(Given task A): Format every line of the rows below as a Markdown table with the columns "No." and "Entry," omitting blank lines. Leave the pictures out of the answer.
### Text ###
When a Lee Read customer gave his wife a greeting card he had gotten free in the store with a jewelry purchase, it was the first card she had received from him in 20 years. The jewelry wasn’t as big a surprise to his wife as the card was. One look at that and she thought he had done something terribly, terribly wrong. — Nelda Read

          TRY THIS

• Offer free, full-size greeting cards with any purchase. “The cards are a big hit,” Nelda Read says. “Men go to a destination store and they want to be done shopping.”

• Create a photo collage of engaged couples to display in diamond consulting rooms.

• Cultivate orchids for ambience.

• Give suppliers your own annual awards for delivering problem-free and best-selling merchandise. Larry Read prepares a detailed report card for each vendor and presents his awards in Las Vegas.

          HEARSAY

Things Heard Around the Store

“I call myself the fish boy. Larry is Aqua Man.”
###
(Given task B): From the jewelry store piece, list the first sentence of each suggestion under the heading "TRY THIS".
### Data shown ###
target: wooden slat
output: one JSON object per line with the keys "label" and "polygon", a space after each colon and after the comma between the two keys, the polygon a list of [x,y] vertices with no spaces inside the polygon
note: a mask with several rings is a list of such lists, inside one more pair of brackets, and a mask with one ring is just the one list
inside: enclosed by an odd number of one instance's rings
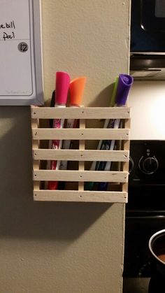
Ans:
{"label": "wooden slat", "polygon": [[31,108],[31,117],[40,119],[115,119],[130,118],[129,107]]}
{"label": "wooden slat", "polygon": [[[80,129],[85,129],[85,119],[80,120]],[[79,141],[79,150],[84,150],[85,147],[85,140]],[[85,169],[85,162],[79,161],[78,162],[78,170],[79,171],[84,171]],[[78,182],[78,190],[83,191],[84,190],[84,181],[79,181]]]}
{"label": "wooden slat", "polygon": [[127,140],[129,136],[129,129],[108,129],[89,128],[80,129],[33,129],[33,139],[73,139],[73,140],[101,140],[115,139]]}
{"label": "wooden slat", "polygon": [[[38,127],[38,119],[32,119],[31,120],[31,127]],[[32,147],[36,150],[38,149],[39,148],[39,141],[38,140],[33,140],[32,141]],[[40,169],[40,161],[39,160],[33,160],[33,168],[34,170],[38,170]],[[39,190],[40,189],[40,182],[39,181],[34,181],[34,189]]]}
{"label": "wooden slat", "polygon": [[128,172],[78,170],[39,170],[34,171],[34,180],[120,182],[128,180]]}
{"label": "wooden slat", "polygon": [[34,190],[35,201],[127,203],[127,193],[77,190]]}
{"label": "wooden slat", "polygon": [[42,160],[128,162],[129,153],[129,150],[34,149],[33,157]]}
###
(Problem solution A):
| No. | Entry |
|---|---|
| 1 | target: wooden slat |
| 2 | output: one JSON object per line with the keys "label" and "polygon", a space after each colon and after the comma between the two keys, the polygon a list of [x,y] vertices with no spaces inside the polygon |
| 3 | note: a mask with several rings is a list of such lists, inside one more pair of brackets, and a mask with one ring is just the one list |
| 4 | inside: enclosed by an odd number of one instance's rings |
| 5 | Ans: |
| 6 | {"label": "wooden slat", "polygon": [[31,108],[31,117],[40,119],[115,119],[130,118],[129,107]]} |
| 7 | {"label": "wooden slat", "polygon": [[[80,129],[85,129],[85,119],[80,120]],[[79,141],[79,150],[84,150],[85,147],[85,140]],[[85,169],[85,162],[79,161],[78,162],[78,170],[79,171],[84,171]],[[78,182],[78,190],[83,191],[84,190],[84,181],[79,181]]]} |
| 8 | {"label": "wooden slat", "polygon": [[127,140],[129,136],[129,129],[108,129],[89,128],[80,129],[33,129],[33,139],[73,139],[73,140],[101,140],[115,139]]} |
| 9 | {"label": "wooden slat", "polygon": [[[38,127],[38,119],[32,119],[31,120],[31,127]],[[32,147],[36,150],[38,149],[39,148],[39,141],[38,140],[33,140],[32,141]],[[40,169],[40,161],[39,160],[33,160],[33,168],[34,170],[38,170]],[[39,190],[40,189],[40,182],[39,181],[34,181],[34,189]]]} |
| 10 | {"label": "wooden slat", "polygon": [[128,172],[78,170],[39,170],[34,171],[34,180],[120,182],[128,180]]} |
| 11 | {"label": "wooden slat", "polygon": [[34,190],[35,201],[127,203],[127,193],[77,190]]} |
| 12 | {"label": "wooden slat", "polygon": [[42,160],[128,162],[129,153],[129,150],[34,149],[33,157]]} |

(Problem solution B):
- Offer free, full-size greeting cards with any purchase.
- Create a photo collage of engaged couples to display in diamond consulting rooms.
- Cultivate orchids for ambience.
- Give suppliers your own annual awards for delivering problem-free and best-selling merchandise.